TASK:
Return the stretch of the data below from the line containing "Can you find the tower" through the end of the data, copying each line unchanged.

INPUT FOR THIS TASK:
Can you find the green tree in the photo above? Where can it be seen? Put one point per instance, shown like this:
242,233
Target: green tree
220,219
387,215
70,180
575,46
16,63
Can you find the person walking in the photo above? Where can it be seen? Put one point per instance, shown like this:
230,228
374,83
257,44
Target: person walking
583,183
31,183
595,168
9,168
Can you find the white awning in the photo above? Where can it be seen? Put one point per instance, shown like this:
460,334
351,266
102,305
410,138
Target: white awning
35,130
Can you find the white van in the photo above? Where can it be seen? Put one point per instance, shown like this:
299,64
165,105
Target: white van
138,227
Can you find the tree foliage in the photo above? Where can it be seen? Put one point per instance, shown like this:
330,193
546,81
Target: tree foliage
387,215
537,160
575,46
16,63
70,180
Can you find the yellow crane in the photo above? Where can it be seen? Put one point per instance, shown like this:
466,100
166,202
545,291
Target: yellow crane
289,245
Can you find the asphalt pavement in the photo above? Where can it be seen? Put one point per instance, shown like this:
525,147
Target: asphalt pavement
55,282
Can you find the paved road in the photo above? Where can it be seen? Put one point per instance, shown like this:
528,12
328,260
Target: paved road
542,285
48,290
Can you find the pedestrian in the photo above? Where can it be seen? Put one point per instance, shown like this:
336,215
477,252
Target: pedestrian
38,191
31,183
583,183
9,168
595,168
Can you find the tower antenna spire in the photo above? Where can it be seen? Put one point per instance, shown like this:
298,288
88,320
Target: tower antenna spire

RESULT FOR THIS TASK:
Can you find the tower antenna spire in the photo above? Where can it be seen? Put one point per instance, shown like this:
298,288
88,320
Target: tower antenna spire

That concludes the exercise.